(A block of data)
....
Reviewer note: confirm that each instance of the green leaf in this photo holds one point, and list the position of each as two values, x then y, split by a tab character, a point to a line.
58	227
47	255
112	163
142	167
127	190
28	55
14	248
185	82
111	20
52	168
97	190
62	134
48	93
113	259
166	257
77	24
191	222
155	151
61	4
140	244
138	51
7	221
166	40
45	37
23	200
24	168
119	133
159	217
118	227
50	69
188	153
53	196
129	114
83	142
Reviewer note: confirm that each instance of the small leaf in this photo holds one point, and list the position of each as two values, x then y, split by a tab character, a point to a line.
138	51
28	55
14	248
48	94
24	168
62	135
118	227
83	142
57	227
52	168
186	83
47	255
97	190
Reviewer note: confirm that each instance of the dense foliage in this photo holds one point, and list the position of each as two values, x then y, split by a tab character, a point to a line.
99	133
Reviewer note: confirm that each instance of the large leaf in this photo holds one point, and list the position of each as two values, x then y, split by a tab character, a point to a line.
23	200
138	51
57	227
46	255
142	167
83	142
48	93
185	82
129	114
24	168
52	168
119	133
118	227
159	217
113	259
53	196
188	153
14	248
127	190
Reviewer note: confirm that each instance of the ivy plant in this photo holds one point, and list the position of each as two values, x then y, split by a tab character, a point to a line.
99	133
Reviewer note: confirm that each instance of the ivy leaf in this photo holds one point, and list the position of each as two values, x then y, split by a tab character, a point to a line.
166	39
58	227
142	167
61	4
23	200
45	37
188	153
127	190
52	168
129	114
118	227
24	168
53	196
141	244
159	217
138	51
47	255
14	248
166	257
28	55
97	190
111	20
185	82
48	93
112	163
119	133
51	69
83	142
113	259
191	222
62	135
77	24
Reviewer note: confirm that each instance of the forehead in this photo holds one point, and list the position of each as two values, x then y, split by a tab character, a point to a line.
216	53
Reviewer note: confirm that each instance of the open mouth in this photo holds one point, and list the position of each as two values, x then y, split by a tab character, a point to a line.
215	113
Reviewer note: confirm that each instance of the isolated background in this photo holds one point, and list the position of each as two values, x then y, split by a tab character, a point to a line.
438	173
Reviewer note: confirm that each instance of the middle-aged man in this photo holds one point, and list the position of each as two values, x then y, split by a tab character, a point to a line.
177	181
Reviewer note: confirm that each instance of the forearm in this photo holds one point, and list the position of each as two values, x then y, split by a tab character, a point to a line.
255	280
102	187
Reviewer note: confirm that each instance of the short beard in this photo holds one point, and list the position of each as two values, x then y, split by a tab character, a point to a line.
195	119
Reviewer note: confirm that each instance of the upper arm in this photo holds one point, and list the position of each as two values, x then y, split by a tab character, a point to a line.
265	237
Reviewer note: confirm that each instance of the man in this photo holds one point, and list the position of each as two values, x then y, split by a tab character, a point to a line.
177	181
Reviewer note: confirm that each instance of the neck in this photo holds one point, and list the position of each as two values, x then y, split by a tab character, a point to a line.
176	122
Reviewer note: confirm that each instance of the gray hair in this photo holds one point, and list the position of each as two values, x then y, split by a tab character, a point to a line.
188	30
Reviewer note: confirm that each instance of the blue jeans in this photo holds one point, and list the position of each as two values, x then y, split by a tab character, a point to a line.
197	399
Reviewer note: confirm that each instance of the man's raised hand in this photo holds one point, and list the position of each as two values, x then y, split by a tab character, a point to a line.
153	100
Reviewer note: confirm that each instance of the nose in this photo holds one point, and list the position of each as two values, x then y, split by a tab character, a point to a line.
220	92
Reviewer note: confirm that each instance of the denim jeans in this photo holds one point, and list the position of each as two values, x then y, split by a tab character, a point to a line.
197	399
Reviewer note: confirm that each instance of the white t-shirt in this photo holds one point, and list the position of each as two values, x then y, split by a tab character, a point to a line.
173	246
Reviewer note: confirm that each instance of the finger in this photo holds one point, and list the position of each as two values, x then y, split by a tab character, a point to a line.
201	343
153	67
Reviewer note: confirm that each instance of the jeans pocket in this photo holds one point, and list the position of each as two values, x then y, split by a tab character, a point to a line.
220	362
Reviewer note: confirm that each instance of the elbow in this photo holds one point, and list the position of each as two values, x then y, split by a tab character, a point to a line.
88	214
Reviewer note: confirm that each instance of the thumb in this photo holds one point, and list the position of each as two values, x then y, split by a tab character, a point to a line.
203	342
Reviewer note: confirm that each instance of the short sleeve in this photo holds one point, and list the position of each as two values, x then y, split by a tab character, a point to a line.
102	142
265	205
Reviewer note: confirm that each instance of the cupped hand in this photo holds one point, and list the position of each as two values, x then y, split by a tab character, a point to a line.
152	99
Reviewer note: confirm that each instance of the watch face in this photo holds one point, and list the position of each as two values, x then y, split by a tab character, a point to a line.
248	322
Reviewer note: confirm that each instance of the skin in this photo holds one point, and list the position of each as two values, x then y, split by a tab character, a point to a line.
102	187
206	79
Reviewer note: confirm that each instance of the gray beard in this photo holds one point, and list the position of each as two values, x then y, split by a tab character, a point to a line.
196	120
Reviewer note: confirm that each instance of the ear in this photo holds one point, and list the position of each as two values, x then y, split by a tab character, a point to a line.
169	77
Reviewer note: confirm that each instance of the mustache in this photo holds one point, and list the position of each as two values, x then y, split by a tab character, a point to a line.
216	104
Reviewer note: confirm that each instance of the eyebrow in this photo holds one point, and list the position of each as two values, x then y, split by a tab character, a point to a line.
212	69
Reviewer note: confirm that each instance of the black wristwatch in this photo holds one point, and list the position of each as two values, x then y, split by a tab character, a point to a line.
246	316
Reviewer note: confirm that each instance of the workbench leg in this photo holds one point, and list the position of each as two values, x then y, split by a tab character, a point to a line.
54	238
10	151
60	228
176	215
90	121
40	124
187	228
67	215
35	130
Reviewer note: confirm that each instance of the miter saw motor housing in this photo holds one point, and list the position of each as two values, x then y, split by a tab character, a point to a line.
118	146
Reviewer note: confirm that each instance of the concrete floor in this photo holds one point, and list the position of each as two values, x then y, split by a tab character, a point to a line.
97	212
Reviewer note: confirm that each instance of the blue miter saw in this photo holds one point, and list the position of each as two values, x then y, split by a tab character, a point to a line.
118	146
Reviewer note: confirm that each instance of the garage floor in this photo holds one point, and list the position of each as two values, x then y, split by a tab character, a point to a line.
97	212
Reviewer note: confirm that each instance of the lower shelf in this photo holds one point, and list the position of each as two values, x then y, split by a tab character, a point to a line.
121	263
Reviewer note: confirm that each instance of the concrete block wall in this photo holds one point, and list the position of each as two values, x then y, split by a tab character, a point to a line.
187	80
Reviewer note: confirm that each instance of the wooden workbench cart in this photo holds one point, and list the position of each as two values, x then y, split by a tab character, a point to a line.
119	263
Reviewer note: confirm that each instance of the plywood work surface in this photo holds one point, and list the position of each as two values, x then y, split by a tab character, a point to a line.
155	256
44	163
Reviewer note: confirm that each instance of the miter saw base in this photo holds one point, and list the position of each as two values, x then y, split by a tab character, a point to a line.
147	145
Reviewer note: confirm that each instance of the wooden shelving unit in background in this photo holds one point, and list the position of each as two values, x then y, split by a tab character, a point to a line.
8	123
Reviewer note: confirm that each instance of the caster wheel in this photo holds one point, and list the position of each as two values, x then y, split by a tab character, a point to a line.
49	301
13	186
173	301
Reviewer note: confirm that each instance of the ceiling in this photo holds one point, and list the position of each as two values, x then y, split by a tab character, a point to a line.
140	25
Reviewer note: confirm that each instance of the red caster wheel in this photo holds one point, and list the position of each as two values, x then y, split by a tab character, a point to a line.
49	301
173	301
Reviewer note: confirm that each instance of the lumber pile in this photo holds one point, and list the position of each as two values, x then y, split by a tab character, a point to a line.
....
### The problem
Set out the complete listing exactly as shown.

### Result of this exercise
Reviewer note: confirm that each instance of the green leaf in this photo holds one point, and list the position of each as two values, x then y, split by a tab character, a point to a line.
58	227
47	255
112	163
142	167
127	190
28	55
14	248
185	82
111	20
52	168
97	190
62	134
48	93
113	259
166	257
77	24
191	222
155	151
61	4
140	244
138	51
7	221
166	40
45	37
23	200
24	168
119	133
159	217
118	227
50	69
188	153
53	196
129	114
83	142
Reviewer note: confirm that each instance of the small leaf in this photo holds one point, and list the position of each as two values, x then y, split by a tab character, a point to a line.
138	51
28	55
14	248
48	94
24	168
62	135
118	227
83	142
57	227
52	168
186	83
47	255
97	190
Reviewer note: confirm that each instance of the dense foliage in this photo holds one point, and list the position of each as two values, x then y, split by a tab character, a point to a line.
99	133
Reviewer note: confirm that each instance of the large leaf in this photo holds one point, and list the position of each as two values, x then y, split by a tab character, a point to a line.
23	200
138	51
57	227
46	255
142	167
83	142
48	93
185	82
129	114
24	168
52	168
119	133
118	227
159	217
113	259
53	196
188	153
14	248
127	190
Reviewer note: confirm that each instance of the ivy plant in this photo holds one point, and list the position of each as two values, x then y, split by a tab character, a point to a line.
99	133
Reviewer note: confirm that each instance of the ivy leaf in this photo holds one point, and list the position of each as two values, x then y, split by a tab character, a point to a line.
166	39
58	227
142	167
61	4
23	200
45	37
188	153
127	190
52	168
129	114
118	227
24	168
53	196
141	244
159	217
138	51
47	255
14	248
166	257
28	55
97	190
111	20
185	82
48	93
112	163
119	133
51	69
83	142
113	259
191	222
62	135
77	24
Reviewer note: confirm that each instance of the forehead in this photo holds one point, and list the position of each as two values, x then y, split by a tab character, a point to a line.
216	53
Reviewer note: confirm that each instance of the open mouth in this photo holds one point, and list the position of each as two values, x then y, split by a tab character, a point to a line.
215	113
Reviewer note: confirm that each instance of the isolated background in this photo holds one point, and list the position of each as two values, x then y, split by a tab character, a point to a line.
438	173
Reviewer note: confirm that each instance of the middle-aged man in this photo holds one point, and list the position of each as two values, x then y, split by a tab character, a point to a line.
177	181
Reviewer note: confirm that each instance of the forearm in this photo holds one point, and list the position of each as two values, x then y, split by a tab character, a point to a line.
255	280
102	187
Reviewer note: confirm that each instance of the short beard in this photo holds one point, and list the position of each as two values, x then y, split by a tab character, a point to a line.
195	119
Reviewer note: confirm that each instance of the upper arm in this photo holds one point, and list the position of each as two values, x then y, split by a tab character, a point to a line.
265	237
Reviewer note: confirm that each instance of the man in this photo holds one point, and list the position of each as two values, x then y, split by a tab character, a point to a line.
177	181
Reviewer note: confirm that each instance of the neck in this photo holds one point, and list the position of each as two values, x then y, split by a tab character, a point to a line.
176	122
Reviewer note: confirm that each instance of the gray hair in this photo holds one point, and list the position of each as two values, x then y, split by a tab character, a point to a line.
188	30
Reviewer note: confirm that each instance of the blue jeans in this photo holds one point, and list the position of each as two values, x then y, split by a tab character, a point to a line.
197	399
Reviewer note: confirm that each instance of the man's raised hand in this photo holds one point, and list the position of each as two values, x then y, split by a tab character, a point to a line.
153	100
Reviewer note: confirm that each instance of the nose in this photo holds one point, and list the position of each as two values, x then y, split by a tab character, a point to a line.
220	92
Reviewer note: confirm that each instance of the denim jeans in this photo holds one point, and list the position of each as two values, x then y, split by a tab character, a point to a line.
197	399
Reviewer note: confirm that each instance of the white t-shirt in this photo holds one point, and list the position of each as two values, x then y, split by a tab character, a point to a line.
173	246
Reviewer note: confirm that each instance of the finger in this photo holds one point, and list the position of each as two values, x then y, split by a tab character, a point to a line.
201	343
153	67
Reviewer note: confirm that each instance of the jeans pocket in this photo holds one point, and list the position of each as two values, x then y, split by a tab character, a point to a line.
220	362
Reviewer note: confirm that each instance of the elbow in this photo holds one point, and list the position of each as two values, x then y, split by a tab character, a point to a line.
88	214
Reviewer note: confirm that each instance of the thumb in this photo holds one point, and list the position of each as two values, x then y, split by a tab character, a point to a line.
203	342
Reviewer note: confirm that each instance of the short sleeve in this photo holds one point, and list the position of each as two values, x then y, split by a tab character, a point to a line.
102	142
265	205
Reviewer note: confirm that each instance of the cupped hand in this photo holds one point, and list the position of each as two values, x then y, split by a tab character, a point to a line.
152	99
Reviewer note: confirm that each instance of the watch face in this photo holds one point, and list the position of each as two values, x then y, split by a tab character, a point to a line.
248	322
Reviewer note: confirm that each instance of the skin in this photo holds one point, and list the position of each as two values, x then y, split by a tab character, a point to a line.
102	187
206	79
Reviewer note: confirm that each instance of the gray beard in this photo holds one point, and list the position of each as two values, x then y, split by a tab character, a point to a line.
196	120
Reviewer note: confirm that each instance of the ear in this photo holds one point, and list the position of each as two values, x then y, split by a tab character, a point to a line.
169	77
Reviewer note: confirm that each instance of the mustache in this photo holds one point, and list the position of each as two values, x then y, split by a tab character, a point to a line.
216	104
Reviewer note: confirm that each instance of the eyebrow in this photo holds one point, and list the position of each as two values, x then y, split by a tab character, a point to a line.
212	69
Reviewer note: confirm that each instance of the black wristwatch in this photo holds one point, and list the position of each as two values, x then y, split by a tab character, a point to a line.
246	316
Reviewer note: confirm that each instance of the workbench leg in this photo holds one point, and list the position of each as two values, x then y, split by a tab character, a point to a line.
54	238
10	151
60	228
176	215
90	121
40	124
187	228
67	215
35	130
Reviewer note: confirm that each instance of the miter saw motor housing in this photo holds one point, and list the position of each as two values, x then y, split by a tab character, a point to a line.
118	146
Reviewer note: confirm that each instance of the concrete floor in this photo holds one point, and list the position of each as two values, x then y, split by a tab character, a point to a line.
97	212
Reviewer note: confirm that each instance of the blue miter saw in this photo holds one point, and list the position of each as two values, x then y, split by a tab character, a point to a line.
118	146
Reviewer note: confirm that each instance of the garage floor in this photo holds one point, and list the position of each as two values, x then y, split by a tab character, a point to a line.
97	212
Reviewer note: confirm that each instance of the lower shelf in this photo holds one point, and list the position of each as two values, x then y, split by a tab character, a point to a line.
121	263
Reviewer note: confirm that each instance of the concrete block wall in this photo holds one point, and list the position of each as two values, x then y, split by a tab character, a point to a line.
187	80
Reviewer note: confirm that each instance of the wooden workbench cart in this photo holds one point, and list the position of each as two values, x then y, split by a tab character, a point to a line.
119	263
Reviewer note: confirm that each instance of the plywood work surface in this photo holds one point, and list the position of each as two values, x then y, split by a tab character, a point to a line.
155	256
44	163
Reviewer note: confirm that each instance of the miter saw base in this photo holds one point, and list the position of each as two values, x then y, split by a tab character, a point to a line.
147	145
Reviewer note: confirm that each instance of the wooden shelving unit in background in this photo holds one point, and list the position of each as two values, x then y, split by a tab character, a point to a line.
8	123
Reviewer note: confirm that each instance of the caster wheel in this photo holds one point, and list the position of each as two values, x then y, split by a tab character, a point to a line.
49	301
13	186
173	301
Reviewer note: confirm that each instance of the ceiling in this photo holds one point, and list the position of each as two values, x then y, split by a tab character, a point to a line.
140	25
Reviewer note: confirm that each instance of the red caster wheel in this photo holds one point, and list the position of each as two values, x then y, split by a tab character, a point to a line.
49	301
173	301
Reviewer note: confirm that each instance of the lumber pile in this photo holds one point, and list the position of each as two values, x then y, split by a tab character, a point to a line.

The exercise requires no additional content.